What is being asked — Collect each line of the entries that holds the string "blue".

(Point-per-instance localization data)
_ _ _ _ _
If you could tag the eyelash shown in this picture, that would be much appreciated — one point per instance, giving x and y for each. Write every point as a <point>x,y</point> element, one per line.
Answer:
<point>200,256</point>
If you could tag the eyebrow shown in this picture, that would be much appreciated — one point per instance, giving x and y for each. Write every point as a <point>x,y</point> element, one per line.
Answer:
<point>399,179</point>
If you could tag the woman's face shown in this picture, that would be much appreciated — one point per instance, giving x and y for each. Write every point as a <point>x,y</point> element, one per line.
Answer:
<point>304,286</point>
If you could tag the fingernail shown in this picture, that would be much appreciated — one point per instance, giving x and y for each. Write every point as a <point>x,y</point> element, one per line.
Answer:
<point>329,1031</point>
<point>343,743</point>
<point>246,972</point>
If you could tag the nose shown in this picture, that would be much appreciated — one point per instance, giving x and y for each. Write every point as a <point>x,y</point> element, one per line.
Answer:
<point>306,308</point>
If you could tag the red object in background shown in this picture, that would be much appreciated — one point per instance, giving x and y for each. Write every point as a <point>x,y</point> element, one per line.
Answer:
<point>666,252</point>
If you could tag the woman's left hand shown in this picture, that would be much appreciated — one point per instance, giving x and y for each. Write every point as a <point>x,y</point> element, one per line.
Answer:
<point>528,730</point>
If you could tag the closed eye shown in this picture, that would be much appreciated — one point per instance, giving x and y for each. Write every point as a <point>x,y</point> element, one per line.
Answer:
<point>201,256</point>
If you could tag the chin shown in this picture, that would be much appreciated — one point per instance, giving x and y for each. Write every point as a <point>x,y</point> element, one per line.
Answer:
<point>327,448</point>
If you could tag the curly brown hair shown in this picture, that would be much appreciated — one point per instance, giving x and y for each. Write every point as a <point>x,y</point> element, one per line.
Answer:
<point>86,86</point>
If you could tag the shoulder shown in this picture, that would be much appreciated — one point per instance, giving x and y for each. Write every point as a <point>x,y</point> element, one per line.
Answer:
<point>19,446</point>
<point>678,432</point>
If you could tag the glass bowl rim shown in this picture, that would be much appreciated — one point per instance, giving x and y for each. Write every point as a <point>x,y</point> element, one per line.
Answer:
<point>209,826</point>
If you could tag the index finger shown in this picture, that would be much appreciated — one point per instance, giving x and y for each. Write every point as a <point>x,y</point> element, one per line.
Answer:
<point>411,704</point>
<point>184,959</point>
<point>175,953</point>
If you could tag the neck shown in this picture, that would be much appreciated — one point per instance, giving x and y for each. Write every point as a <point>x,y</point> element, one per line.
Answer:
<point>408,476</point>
_ _ _ _ _
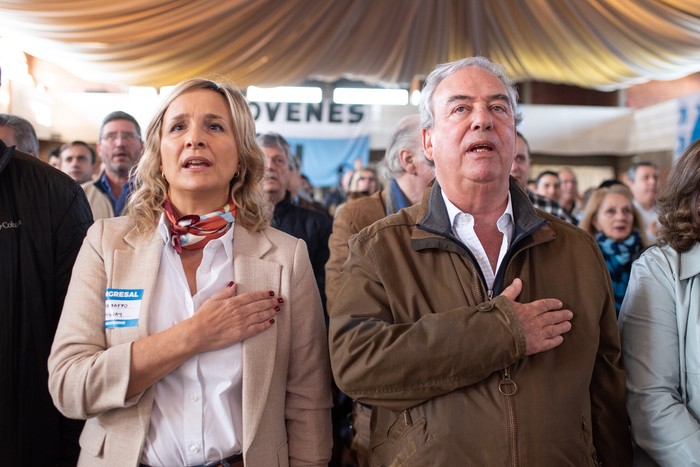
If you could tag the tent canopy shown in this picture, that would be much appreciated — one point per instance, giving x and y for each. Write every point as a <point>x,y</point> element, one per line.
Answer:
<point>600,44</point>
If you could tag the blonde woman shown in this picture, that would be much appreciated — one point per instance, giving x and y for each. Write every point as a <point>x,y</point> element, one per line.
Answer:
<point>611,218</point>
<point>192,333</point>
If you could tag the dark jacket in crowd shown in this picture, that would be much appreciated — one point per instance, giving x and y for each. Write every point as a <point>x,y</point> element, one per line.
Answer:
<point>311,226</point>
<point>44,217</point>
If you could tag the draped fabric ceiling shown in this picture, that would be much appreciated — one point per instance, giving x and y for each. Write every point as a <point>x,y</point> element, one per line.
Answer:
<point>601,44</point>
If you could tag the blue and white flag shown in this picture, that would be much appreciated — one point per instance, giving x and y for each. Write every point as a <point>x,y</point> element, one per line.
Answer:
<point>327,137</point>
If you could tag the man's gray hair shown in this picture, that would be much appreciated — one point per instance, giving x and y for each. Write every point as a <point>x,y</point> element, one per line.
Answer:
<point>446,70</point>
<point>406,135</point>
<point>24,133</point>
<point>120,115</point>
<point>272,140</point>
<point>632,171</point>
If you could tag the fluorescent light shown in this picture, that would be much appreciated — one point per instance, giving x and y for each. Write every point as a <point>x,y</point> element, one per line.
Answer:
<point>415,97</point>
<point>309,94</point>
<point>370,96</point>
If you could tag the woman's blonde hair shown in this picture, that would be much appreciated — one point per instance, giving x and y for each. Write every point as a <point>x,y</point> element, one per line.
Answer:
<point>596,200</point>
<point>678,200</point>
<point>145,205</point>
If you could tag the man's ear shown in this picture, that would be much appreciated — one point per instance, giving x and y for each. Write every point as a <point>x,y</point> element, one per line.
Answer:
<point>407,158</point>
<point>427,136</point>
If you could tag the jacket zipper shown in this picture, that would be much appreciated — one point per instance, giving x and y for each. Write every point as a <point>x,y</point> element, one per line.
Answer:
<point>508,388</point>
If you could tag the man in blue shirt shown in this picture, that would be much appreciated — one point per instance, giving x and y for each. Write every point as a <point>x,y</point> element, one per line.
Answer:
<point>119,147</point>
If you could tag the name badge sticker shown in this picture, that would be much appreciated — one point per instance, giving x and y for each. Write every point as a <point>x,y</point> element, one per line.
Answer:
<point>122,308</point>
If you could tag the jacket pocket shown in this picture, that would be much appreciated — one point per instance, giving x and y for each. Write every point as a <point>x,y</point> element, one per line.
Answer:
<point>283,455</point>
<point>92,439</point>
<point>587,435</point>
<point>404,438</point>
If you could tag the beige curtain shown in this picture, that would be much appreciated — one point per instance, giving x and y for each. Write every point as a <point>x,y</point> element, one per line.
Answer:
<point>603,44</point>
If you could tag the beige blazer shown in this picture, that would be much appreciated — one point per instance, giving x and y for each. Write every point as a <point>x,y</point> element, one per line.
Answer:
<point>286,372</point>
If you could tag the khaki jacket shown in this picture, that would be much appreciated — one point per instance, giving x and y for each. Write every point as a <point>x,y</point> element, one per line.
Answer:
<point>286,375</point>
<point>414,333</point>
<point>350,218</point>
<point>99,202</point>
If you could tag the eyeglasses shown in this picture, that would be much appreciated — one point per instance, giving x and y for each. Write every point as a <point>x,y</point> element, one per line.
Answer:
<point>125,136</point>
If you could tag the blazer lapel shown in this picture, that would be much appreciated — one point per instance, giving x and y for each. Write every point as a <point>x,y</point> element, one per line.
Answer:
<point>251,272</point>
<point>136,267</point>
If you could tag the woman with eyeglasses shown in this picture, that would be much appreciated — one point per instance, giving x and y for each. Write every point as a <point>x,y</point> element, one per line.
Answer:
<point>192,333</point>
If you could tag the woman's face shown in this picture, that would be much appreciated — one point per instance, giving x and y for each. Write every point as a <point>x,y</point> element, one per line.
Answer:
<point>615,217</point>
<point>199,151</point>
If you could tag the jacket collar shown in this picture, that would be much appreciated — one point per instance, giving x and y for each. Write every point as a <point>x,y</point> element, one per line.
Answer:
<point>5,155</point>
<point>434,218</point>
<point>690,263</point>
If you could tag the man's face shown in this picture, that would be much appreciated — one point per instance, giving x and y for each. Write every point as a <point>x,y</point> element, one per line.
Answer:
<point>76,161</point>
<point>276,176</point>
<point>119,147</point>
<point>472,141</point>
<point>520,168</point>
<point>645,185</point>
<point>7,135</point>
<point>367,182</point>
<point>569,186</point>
_ _ _ _ _
Written reply —
If you could tag the blue and white flag shown in this picture, that would be much appreciated — one point per instance, giving x and y for each. Write every point as a <point>x,y</point> element, one per line.
If you could tag the man in blue shirt shown in this picture, that would be much appreciated — one point per instance, giving x and y for each. Write every point as a <point>x,y</point> element, one per line.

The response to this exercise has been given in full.